= EXERCISE =
Keyword search on "cabinet": report each line of the records that contains it.

Records excerpted from a collection:
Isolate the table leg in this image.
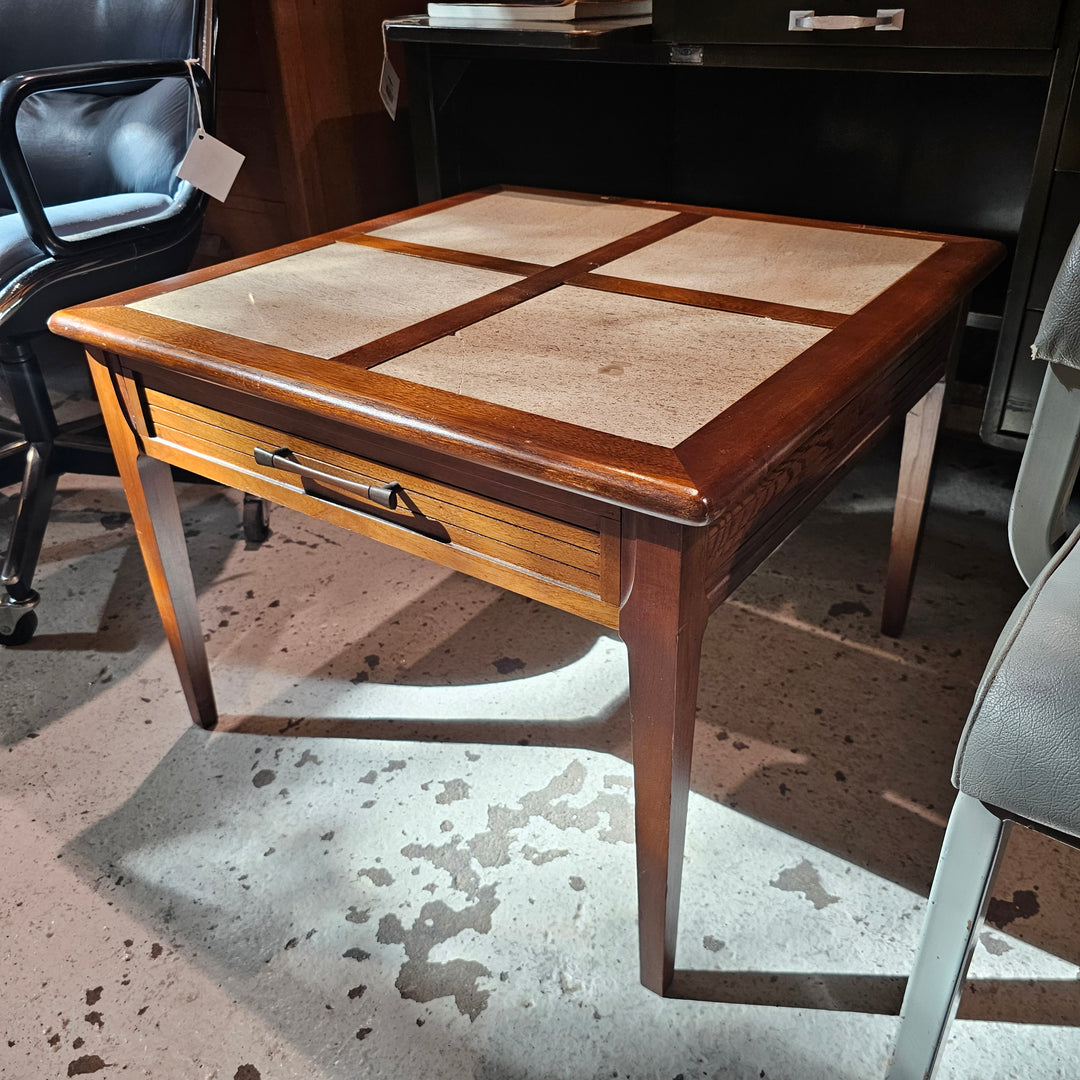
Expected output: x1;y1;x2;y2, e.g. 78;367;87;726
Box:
881;378;948;638
620;513;709;995
87;354;217;728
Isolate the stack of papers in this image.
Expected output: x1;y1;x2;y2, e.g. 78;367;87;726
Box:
426;0;652;24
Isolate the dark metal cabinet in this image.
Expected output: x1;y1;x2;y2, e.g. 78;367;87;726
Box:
654;1;1062;50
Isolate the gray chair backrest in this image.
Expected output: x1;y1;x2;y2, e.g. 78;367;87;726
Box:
1009;223;1080;583
0;0;201;212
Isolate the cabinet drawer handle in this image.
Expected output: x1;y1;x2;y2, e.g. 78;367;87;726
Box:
254;446;402;509
788;9;904;31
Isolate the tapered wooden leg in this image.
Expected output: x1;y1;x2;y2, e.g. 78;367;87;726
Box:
88;353;217;727
620;513;709;995
881;378;947;637
887;793;1011;1080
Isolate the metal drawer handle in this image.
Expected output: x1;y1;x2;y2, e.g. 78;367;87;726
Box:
788;8;904;31
254;446;402;509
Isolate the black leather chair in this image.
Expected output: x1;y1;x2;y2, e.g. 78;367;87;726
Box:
0;0;224;645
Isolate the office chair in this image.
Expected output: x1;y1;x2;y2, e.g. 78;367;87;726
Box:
0;0;261;647
886;225;1080;1078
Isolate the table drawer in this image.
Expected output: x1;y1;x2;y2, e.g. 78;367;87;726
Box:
136;386;621;625
653;1;1062;49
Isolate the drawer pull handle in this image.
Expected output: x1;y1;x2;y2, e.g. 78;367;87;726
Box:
788;8;904;31
254;447;402;510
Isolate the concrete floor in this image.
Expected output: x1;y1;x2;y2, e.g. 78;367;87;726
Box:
2;431;1079;1080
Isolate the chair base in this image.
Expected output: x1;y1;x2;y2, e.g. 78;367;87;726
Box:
0;590;38;645
1;335;117;645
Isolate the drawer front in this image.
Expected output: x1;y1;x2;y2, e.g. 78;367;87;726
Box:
654;1;1062;49
135;386;621;627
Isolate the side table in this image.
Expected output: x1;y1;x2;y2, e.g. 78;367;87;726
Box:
50;186;1001;994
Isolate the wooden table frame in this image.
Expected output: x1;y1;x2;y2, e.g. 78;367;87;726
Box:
51;186;1001;996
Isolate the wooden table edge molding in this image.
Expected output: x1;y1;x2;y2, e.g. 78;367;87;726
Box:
48;186;1003;996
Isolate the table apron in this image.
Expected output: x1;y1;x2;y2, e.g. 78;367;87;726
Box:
700;310;954;608
113;365;623;629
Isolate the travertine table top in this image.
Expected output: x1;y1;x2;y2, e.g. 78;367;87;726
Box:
123;189;949;449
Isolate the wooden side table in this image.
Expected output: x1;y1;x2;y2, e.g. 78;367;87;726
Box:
50;186;1001;995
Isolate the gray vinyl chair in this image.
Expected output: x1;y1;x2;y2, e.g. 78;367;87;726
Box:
887;227;1080;1078
0;0;228;646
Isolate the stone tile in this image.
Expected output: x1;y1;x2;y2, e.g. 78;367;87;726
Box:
600;215;942;315
368;190;676;266
129;243;521;359
377;285;825;447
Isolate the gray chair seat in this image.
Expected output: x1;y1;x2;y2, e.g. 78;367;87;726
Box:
954;522;1080;836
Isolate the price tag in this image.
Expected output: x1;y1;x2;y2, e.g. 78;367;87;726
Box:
379;52;400;120
380;19;400;120
178;130;245;203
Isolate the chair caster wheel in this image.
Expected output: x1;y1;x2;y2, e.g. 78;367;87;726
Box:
0;608;38;647
242;495;270;543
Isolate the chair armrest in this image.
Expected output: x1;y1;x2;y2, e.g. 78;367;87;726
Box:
0;59;212;261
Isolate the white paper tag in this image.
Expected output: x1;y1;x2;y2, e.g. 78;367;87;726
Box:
379;53;400;120
178;130;245;203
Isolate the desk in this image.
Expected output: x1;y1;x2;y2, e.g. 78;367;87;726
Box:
50;186;1000;995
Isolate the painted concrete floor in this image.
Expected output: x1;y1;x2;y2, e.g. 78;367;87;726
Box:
3;432;1079;1080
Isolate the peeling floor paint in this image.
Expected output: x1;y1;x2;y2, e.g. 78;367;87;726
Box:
769;859;841;910
377;885;499;1020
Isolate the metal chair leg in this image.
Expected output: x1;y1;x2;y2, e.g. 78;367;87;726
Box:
0;337;60;644
242;491;270;543
887;792;1012;1080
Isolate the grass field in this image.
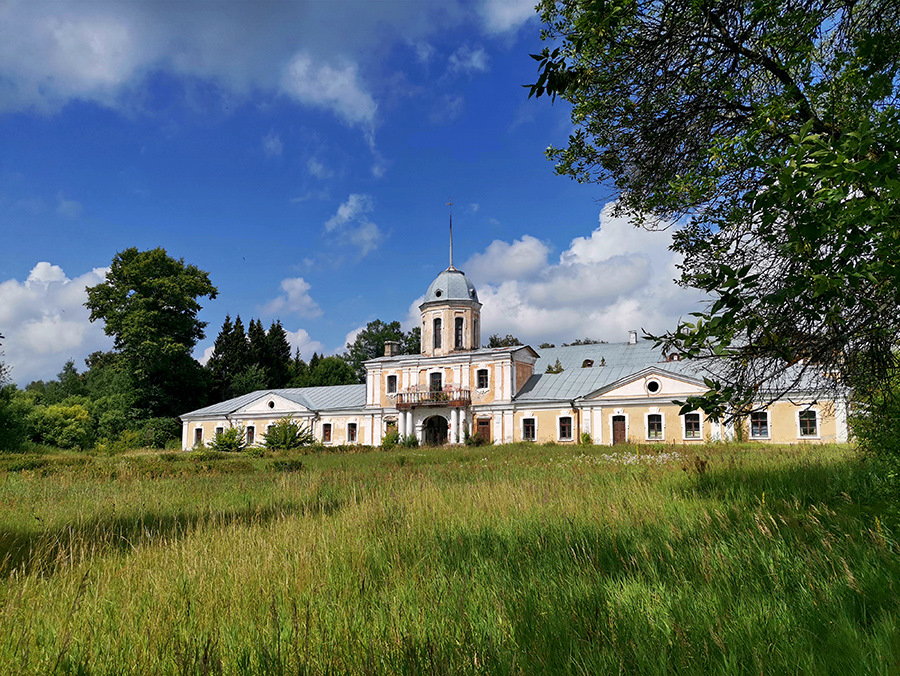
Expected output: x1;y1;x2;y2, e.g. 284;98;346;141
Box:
0;442;897;674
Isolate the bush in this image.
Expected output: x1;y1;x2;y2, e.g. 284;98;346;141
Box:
0;385;31;452
137;417;181;449
399;434;419;448
581;431;592;445
27;402;94;449
264;417;314;450
207;426;246;453
380;430;400;451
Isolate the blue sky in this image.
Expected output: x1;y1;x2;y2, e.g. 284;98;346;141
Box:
0;0;702;386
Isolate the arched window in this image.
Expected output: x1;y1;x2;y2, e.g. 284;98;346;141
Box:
455;317;464;349
433;317;442;349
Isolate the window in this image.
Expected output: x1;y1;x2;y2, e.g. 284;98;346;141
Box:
683;413;701;439
646;379;661;394
582;359;594;368
647;414;663;440
476;368;489;389
246;426;255;446
347;423;357;443
433;317;442;349
430;372;442;392
386;375;397;393
455;317;464;349
750;411;769;438
523;418;536;441
559;416;573;441
322;423;332;443
799;410;818;437
194;428;203;446
215;426;223;437
385;419;397;434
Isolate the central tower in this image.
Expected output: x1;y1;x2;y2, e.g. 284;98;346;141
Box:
419;212;481;356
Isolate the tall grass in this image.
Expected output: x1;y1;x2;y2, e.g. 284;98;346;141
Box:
0;442;897;674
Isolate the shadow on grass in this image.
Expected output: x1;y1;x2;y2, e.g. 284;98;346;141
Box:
0;489;346;579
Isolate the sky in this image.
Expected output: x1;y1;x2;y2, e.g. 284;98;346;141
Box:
0;0;704;386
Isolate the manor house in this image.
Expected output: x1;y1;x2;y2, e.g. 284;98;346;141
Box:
180;257;849;449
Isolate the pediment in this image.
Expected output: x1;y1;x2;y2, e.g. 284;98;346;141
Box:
582;368;707;401
234;392;310;416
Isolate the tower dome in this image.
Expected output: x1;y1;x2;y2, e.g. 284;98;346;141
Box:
422;266;479;305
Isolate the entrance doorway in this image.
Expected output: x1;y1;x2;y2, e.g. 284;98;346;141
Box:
424;416;448;446
475;417;492;444
612;415;626;444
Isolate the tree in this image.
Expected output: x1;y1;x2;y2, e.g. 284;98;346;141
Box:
265;320;292;388
486;334;522;348
530;0;900;419
307;356;357;387
344;320;420;383
0;331;9;387
85;247;217;418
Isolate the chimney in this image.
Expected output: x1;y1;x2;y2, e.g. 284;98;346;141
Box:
384;340;400;357
628;330;637;345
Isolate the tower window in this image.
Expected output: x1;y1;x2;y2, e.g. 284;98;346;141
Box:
476;368;489;389
430;372;443;392
386;375;397;393
433;317;442;349
455;317;464;349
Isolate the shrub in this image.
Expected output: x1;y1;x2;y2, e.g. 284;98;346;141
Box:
581;431;592;445
137;417;181;449
381;430;400;451
0;385;31;452
207;426;246;453
27;402;94;449
399;434;419;448
263;417;314;450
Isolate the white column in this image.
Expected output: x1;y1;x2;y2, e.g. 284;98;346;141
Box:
450;409;458;443
460;409;467;440
592;408;602;444
399;412;406;437
836;398;848;442
406;411;414;438
503;411;514;443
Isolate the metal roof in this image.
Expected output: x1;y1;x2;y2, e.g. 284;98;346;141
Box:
181;384;366;419
421;266;480;305
516;342;701;402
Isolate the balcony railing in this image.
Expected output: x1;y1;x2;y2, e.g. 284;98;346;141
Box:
395;388;471;409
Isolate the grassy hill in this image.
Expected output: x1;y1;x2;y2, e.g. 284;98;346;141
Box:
0;442;897;674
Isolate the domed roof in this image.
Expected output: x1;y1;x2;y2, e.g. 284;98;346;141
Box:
421;266;479;305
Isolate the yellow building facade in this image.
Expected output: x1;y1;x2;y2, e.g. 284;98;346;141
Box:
180;261;849;449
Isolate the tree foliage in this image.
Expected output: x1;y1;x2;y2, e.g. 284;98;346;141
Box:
85;247;217;417
263;417;314;450
486;334;522;348
344;320;420;383
531;0;900;418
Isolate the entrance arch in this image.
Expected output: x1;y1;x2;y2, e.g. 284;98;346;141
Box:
423;415;449;446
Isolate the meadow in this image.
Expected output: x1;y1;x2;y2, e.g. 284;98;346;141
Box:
0;441;897;674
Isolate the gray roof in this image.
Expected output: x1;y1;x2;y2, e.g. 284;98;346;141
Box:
421;266;479;305
181;384;366;419
366;344;536;364
516;342;702;402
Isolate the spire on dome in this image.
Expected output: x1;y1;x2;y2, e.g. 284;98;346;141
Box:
447;199;455;270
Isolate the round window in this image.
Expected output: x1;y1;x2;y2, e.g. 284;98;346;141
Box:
646;379;661;394
435;289;443;297
268;400;275;409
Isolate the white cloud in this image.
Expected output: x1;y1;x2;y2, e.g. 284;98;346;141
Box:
306;157;333;179
323;193;384;257
0;263;113;385
56;194;83;218
260;277;322;318
479;0;538;34
281;52;377;130
463;235;550;283
262;131;283;157
448;45;489;75
284;328;324;359
463;204;705;345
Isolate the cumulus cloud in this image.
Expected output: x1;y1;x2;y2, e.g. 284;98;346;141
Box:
463;204;705;345
479;0;538;34
324;194;384;257
284;327;325;359
262;131;283;157
306;157;333;179
0;262;113;384
448;45;489;75
281;53;377;130
260;277;322;318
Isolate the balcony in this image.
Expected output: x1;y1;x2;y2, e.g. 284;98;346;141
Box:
395;388;471;409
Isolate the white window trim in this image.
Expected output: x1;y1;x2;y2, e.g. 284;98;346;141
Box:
557;414;574;442
796;407;821;440
609;413;629;444
681;412;703;441
644;411;665;441
246;425;256;446
193;426;204;445
749;410;770;440
386;373;399;395
214;426;224;437
521;416;537;442
644;378;663;395
476;368;490;391
321;422;333;444
427;369;445;391
454;315;466;350
346;422;358;444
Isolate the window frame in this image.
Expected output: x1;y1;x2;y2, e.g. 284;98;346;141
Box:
797;408;820;439
522;417;536;442
386;374;397;394
194;427;203;446
645;413;664;441
429;371;443;392
246;425;255;446
347;422;358;444
433;317;442;349
454;317;464;349
214;426;224;438
476;368;489;390
322;423;332;444
558;415;573;441
750;411;769;439
682;412;702;440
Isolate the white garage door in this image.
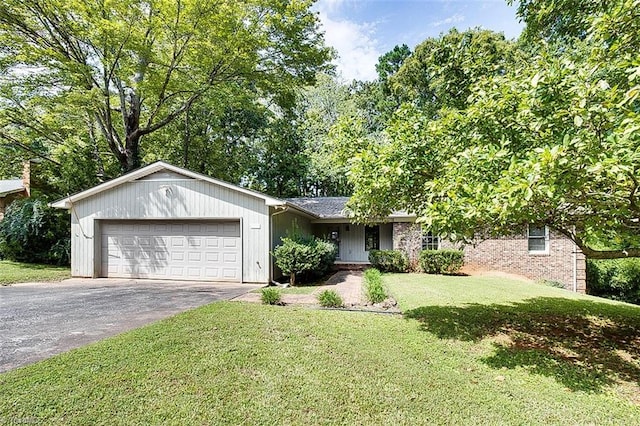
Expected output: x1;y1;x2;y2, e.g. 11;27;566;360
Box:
101;220;241;281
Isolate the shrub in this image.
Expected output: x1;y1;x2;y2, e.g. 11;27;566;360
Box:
364;267;386;303
315;239;338;276
260;288;282;305
0;197;70;265
419;249;464;274
273;236;337;286
317;289;343;308
537;279;566;289
368;250;408;272
587;259;640;305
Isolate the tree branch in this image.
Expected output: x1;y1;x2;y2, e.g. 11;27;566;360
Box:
0;132;61;166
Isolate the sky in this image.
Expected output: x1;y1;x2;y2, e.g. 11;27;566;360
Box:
315;0;525;81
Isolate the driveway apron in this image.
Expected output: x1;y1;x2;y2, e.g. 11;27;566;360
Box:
0;279;260;373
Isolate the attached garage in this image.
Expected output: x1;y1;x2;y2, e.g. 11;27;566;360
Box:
101;220;241;281
51;162;286;284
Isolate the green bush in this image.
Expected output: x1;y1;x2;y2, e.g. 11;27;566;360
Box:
0;197;70;265
536;279;566;289
587;259;640;305
260;288;282;305
317;289;343;308
419;249;464;274
273;236;337;286
364;267;386;303
368;249;408;272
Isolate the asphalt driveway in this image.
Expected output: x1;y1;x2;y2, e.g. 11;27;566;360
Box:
0;278;261;373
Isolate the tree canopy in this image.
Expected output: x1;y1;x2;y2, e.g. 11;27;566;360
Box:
0;0;331;182
346;1;640;259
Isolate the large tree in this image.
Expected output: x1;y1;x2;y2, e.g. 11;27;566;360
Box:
347;1;639;259
390;29;519;115
0;0;331;174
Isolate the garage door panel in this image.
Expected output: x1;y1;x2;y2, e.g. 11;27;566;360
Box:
101;220;241;281
223;238;238;248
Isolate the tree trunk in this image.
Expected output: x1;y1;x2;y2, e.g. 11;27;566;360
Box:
569;232;640;259
182;105;191;167
580;246;640;259
122;92;142;172
290;271;296;286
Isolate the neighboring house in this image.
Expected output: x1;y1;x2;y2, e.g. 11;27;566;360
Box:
0;162;31;220
51;161;586;292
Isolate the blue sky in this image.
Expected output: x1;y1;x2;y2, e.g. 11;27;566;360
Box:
315;0;524;81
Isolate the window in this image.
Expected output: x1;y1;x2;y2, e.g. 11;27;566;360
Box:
422;231;440;250
364;225;380;251
329;228;340;259
528;225;548;253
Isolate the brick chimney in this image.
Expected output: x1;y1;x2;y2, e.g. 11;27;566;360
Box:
22;160;31;197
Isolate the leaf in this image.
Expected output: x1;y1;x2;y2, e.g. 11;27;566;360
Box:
531;73;541;88
574;115;584;127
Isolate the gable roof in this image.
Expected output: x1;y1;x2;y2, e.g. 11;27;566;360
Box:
0;179;25;197
285;197;351;219
50;161;286;209
286;197;415;220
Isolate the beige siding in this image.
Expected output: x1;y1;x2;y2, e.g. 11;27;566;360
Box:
312;223;393;262
70;179;270;283
271;210;312;249
271;209;313;279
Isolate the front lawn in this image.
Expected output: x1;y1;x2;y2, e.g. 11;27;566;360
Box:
386;273;640;406
1;276;639;424
0;260;70;285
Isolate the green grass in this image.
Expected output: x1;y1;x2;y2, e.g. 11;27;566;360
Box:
0;260;70;285
386;273;640;403
1;275;639;424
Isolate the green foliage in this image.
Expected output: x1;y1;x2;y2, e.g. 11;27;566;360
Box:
0;0;331;174
299;73;357;196
368;250;408;273
273;235;337;286
317;289;343;308
419;250;464;275
587;259;640;305
346;3;640;259
376;44;412;83
390;28;519;114
364;268;386;304
260;288;282;305
508;0;609;42
0;198;70;265
252;112;310;197
537;279;567;289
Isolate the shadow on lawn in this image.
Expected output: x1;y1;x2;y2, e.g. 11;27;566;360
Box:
405;297;640;392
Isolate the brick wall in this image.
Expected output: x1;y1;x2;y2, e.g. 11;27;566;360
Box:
392;222;423;270
392;223;586;293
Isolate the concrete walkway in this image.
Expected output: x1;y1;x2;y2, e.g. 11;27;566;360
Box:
233;270;363;306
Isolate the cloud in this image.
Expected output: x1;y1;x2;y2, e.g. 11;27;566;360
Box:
316;1;381;82
432;13;465;28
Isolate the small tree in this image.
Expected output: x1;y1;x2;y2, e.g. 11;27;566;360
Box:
273;236;337;286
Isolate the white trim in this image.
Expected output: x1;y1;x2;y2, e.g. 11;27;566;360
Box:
50;161;285;209
527;224;550;255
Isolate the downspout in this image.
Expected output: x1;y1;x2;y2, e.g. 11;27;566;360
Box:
572;226;577;293
270;206;289;284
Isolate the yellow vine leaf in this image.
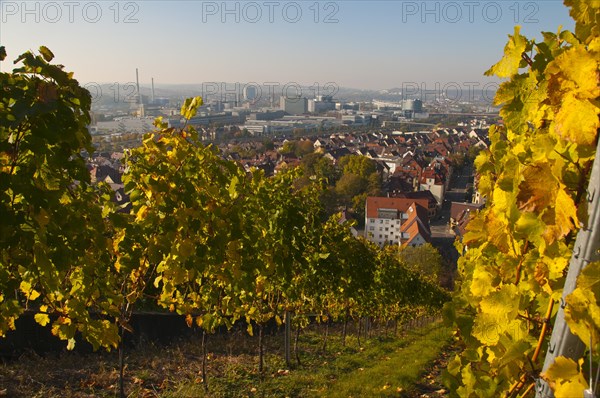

= EXERCISE ANSWER =
Isolate the dark metal cabinet in this image.
Isolate the cabinet drawer handle in this image.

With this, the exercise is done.